# Your instructions
Using the records below, filter out every line that lacks "blue" and copy the rest.

# Material to process
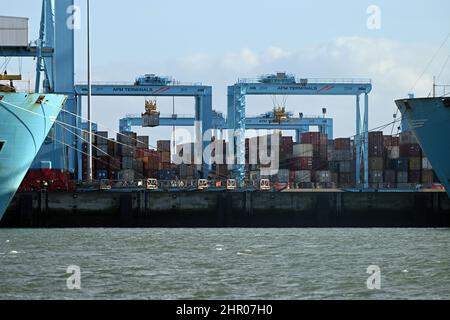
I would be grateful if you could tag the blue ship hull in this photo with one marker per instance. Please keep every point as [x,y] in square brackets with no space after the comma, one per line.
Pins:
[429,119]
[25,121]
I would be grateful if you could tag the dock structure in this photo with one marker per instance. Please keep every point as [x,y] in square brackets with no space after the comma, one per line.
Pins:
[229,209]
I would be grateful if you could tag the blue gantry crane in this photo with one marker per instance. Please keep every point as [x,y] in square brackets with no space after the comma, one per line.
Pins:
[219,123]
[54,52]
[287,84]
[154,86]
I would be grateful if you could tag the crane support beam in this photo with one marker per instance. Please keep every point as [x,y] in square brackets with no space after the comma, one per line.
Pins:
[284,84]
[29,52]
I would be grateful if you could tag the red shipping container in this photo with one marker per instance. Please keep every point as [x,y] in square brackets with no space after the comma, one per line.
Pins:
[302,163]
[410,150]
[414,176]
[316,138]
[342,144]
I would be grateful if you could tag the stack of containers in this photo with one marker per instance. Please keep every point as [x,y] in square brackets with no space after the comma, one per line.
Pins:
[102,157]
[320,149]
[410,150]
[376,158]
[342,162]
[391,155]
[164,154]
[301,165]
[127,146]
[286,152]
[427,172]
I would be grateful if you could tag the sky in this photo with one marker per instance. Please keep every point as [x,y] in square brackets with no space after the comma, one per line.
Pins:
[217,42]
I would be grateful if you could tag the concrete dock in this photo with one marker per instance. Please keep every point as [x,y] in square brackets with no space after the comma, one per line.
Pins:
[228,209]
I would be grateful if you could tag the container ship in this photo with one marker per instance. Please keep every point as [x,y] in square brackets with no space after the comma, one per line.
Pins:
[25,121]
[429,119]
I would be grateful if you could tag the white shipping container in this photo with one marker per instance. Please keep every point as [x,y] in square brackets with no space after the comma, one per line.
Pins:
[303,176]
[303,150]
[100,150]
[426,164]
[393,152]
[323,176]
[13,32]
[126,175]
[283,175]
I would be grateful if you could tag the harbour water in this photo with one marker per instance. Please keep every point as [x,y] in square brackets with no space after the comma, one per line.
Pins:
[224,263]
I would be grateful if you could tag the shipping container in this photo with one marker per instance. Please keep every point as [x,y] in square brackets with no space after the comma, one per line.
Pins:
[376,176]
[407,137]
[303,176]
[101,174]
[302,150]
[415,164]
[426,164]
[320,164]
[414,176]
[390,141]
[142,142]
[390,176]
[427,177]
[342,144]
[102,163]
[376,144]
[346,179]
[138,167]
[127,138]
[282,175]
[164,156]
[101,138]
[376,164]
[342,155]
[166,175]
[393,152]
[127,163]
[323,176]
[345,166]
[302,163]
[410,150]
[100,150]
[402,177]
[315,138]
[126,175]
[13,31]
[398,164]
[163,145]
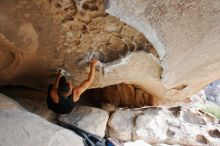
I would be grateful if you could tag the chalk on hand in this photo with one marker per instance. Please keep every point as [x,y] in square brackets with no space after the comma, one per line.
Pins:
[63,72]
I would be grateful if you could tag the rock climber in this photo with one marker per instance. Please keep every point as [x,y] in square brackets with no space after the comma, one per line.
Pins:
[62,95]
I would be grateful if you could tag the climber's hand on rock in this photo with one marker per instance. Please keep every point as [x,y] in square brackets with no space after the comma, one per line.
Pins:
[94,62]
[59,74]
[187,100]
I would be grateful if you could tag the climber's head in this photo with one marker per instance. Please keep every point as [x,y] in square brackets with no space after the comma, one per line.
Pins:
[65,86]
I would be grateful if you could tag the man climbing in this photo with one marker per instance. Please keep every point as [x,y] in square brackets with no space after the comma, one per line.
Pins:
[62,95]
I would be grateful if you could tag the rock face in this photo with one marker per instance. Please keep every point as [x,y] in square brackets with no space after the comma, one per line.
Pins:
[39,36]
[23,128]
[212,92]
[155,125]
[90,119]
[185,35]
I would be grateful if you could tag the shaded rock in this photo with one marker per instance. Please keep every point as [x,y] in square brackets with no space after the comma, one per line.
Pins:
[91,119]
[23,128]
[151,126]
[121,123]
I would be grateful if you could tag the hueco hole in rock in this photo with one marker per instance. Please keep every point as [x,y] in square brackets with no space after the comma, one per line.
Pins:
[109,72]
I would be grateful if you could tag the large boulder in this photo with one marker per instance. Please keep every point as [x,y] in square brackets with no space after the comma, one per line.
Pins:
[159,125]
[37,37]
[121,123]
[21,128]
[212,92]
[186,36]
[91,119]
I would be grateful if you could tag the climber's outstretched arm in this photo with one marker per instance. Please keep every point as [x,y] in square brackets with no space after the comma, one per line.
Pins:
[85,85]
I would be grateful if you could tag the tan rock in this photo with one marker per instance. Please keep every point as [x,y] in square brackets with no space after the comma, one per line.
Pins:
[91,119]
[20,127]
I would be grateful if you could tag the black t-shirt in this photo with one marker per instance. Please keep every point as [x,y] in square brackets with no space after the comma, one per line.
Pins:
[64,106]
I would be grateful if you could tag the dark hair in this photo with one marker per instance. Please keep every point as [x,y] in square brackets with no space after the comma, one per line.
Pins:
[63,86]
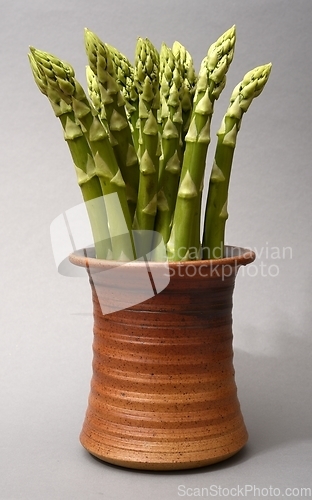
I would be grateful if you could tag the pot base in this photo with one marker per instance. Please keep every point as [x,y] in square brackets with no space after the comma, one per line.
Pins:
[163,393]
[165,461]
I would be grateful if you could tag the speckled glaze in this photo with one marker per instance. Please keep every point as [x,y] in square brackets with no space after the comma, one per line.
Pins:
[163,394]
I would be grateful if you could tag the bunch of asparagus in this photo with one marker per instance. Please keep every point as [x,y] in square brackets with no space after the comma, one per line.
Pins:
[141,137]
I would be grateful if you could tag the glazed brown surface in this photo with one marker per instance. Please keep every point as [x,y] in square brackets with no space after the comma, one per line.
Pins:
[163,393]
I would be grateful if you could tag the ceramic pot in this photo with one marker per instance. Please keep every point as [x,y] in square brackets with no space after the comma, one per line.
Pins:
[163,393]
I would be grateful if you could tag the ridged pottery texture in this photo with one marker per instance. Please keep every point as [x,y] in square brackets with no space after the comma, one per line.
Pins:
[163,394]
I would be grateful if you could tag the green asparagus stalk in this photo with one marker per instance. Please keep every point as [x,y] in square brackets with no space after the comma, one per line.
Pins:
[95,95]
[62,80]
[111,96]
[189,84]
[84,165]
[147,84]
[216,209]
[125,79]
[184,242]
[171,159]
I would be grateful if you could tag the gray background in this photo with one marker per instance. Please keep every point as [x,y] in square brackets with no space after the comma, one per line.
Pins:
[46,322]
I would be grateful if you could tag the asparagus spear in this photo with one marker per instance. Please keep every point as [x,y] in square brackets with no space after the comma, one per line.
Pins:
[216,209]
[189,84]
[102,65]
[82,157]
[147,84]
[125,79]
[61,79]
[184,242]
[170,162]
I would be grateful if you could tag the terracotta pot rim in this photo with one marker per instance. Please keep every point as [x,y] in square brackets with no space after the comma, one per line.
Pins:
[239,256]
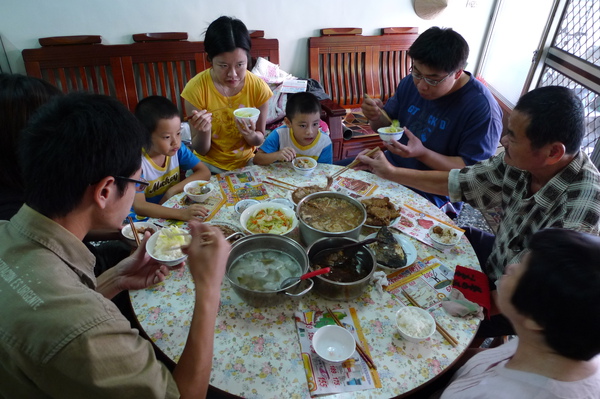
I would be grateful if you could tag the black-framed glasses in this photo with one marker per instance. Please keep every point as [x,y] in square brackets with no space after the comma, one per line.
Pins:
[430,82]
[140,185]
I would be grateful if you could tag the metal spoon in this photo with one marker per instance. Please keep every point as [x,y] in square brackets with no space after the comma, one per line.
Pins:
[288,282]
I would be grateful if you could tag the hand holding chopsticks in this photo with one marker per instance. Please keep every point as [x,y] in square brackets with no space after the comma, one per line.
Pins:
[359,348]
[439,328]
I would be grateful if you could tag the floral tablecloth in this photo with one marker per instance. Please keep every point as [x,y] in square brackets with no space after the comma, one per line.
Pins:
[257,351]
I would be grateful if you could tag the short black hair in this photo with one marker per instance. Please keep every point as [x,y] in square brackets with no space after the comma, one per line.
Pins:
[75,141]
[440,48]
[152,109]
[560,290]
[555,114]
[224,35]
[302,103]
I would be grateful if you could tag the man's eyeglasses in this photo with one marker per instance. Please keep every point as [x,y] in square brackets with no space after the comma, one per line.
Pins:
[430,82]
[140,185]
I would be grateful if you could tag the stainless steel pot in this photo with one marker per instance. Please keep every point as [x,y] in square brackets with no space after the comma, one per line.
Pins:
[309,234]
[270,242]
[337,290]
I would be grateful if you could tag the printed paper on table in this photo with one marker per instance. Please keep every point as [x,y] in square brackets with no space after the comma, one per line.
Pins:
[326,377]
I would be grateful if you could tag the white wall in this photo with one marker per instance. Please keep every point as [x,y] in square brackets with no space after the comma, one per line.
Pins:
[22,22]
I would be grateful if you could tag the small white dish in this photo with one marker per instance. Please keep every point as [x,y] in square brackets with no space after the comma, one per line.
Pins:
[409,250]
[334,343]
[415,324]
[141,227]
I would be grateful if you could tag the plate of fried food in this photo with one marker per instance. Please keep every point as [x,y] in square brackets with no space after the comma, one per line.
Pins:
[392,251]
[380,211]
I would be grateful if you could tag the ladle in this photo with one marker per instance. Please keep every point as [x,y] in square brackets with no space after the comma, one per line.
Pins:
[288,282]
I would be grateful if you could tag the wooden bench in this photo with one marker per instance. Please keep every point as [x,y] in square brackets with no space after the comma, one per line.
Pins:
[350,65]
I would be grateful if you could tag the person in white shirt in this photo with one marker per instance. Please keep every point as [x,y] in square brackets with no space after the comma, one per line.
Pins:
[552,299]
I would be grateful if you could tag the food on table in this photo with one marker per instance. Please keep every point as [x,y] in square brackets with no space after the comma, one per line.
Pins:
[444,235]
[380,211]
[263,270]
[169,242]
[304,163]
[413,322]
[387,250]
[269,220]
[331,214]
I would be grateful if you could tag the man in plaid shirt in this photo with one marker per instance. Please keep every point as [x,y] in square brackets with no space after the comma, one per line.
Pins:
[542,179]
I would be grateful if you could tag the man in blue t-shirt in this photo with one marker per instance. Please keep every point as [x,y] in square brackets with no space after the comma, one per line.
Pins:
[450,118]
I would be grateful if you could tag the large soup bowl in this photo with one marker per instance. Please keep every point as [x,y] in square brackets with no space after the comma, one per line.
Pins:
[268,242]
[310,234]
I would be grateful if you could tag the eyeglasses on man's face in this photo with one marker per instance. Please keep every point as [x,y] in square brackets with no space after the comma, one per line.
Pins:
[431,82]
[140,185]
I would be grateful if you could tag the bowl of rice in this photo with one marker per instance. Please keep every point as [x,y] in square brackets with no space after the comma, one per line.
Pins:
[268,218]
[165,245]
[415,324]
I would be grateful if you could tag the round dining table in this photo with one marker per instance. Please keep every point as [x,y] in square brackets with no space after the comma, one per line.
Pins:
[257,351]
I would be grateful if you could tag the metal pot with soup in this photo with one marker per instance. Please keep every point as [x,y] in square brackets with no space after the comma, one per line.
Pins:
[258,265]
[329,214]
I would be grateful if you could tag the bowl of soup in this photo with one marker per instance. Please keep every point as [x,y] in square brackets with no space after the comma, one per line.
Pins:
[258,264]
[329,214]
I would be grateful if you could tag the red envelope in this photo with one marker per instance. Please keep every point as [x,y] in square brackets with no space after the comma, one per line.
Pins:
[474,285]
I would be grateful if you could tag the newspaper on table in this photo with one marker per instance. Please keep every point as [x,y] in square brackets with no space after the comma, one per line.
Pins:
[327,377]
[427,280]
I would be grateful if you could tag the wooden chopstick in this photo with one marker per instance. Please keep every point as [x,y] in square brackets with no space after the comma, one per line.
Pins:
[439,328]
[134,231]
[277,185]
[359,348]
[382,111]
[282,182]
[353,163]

# Final answer
I would be grateful if you could tag the blue ship hull in this photo with one marker per instance. Please keep every point as [x,y] in square brackets with no space after the comma, one per line.
I would be grateful if you could tag the blue gantry crane in this photo with one marker per instance. Please keep every point as [x,y] in square brackets with no space after the comma, one per line.
I would be grateful if you could tag the man in blue t-shirt in this photo with one marker per instance. Please keep every point as [x,y] in square brackets with no space after the comma, one per line.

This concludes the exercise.